● **Text to read**
◇ ◇ ◇ ◇ ◇

It was not foreseen that the Division, once their initial task had been completed, would remain for almost three months in a ground role, and certainly not in a mobile ground role. During the exhilarating advance to the Seine the sappers did all that was required of them and more, under the most appalling handicaps of shortage of transport and equipment but there is little doubt that fully trained officers and men could always have produced quicker results. In no respect was this more noticeable than in bridging, and so it was that in October and November arrangements were made with the SME [School of Mechanical Engineering in Ripon, Yorks]for the training of each unit for a fortnight.

Little instructional help could be provided, obviously, from an overworked SME staff, but by sending officers and NCOs in advance to pick the staff's brains and by other subterfuges, sufficient talent was produced to ensure a fortnight's training that was to be of tremendous value in the months to come. The Squadron was particularly fortunate in
Captain Semple, to whom no aspect of bridging presented the slightest mystery and, enhampered by officers and NCOs (the majority of whom were trained on a separate course) he was able to get the very most out of the short time available. Mention should perhaps be made of the terrific boost to the general morale of the sappers provided by the daily spectacle on the hand of an officers' party carrying Bailey panels, rowing frantically and erratically against the current and generally suffering all the hardships of wet bridging. It was perhaps unfortunate and certainly remarkable that only one officer actually fell into the water and that the men were not present at the time.

"Don't You Know it's all Been Changed?"

◇ ◇ ◇ ◇ ◇

● **Source excerpt**

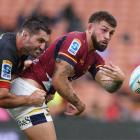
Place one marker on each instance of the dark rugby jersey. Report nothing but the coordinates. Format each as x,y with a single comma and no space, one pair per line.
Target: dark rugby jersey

◇ ◇ ◇ ◇ ◇

● **Exercise requirements**
**1)** Answer these from the passage on the sappers' bridging training:
(a) How long was each unit to train at the SME?
(b) Which captain is named as having no difficulty with any aspect of bridging?
(c) How many officers actually fell into the water?
**2)** Carry on the passage on the sappers' bridging training from the point where it stops.
The lines have no role in this exercise.

● **Results for the exercise**
**1)**
(a) A fortnight.
(b) Captain Semple.
(c) Only one.

**2)**
While the Squadron splashed and cursed in the Ripon mud, Von Rundstedt launched his great offensive in the Ardennes. Each day the news got worse and, when finally 3 Squadron and 591 Squadron were recalled immediately to Bulford there was little further doubt that the 6 Airborne Division was to be thrown in to help stem the German advance in Belgium. Christmas was very near and few comments on Von Rundstedt were printable. In Bulford the atmosphere was electric. Part of the Division had already left for port, DRs roared noisily everywhere, all phones rang incessantly. Never was there so much to do in so little time. That amongst all the frantic gathering of equipment, documentation, clothing and briefing, time was found for a full scale Christmas Dinner on December 23rd was perhaps a tribute more to the traditional dogged insistence of the Britisher on his rights than to any brilliant staff work or organisation.

On December 23rd, three days after leaving Ripon, the Squadron was in a Folkestone transit camp, and at midnight on Christmas Day the last men embarked. Rumour was rife of packs of U-boats prowling in the Channel, of newly laid minefields and hostile shore batteries within whose range the convoy had to pass. Certainly the Channel at that time was no place in which to linger, but the dangers were probably exaggerated by Airborne soldiers unused to this method of going to war.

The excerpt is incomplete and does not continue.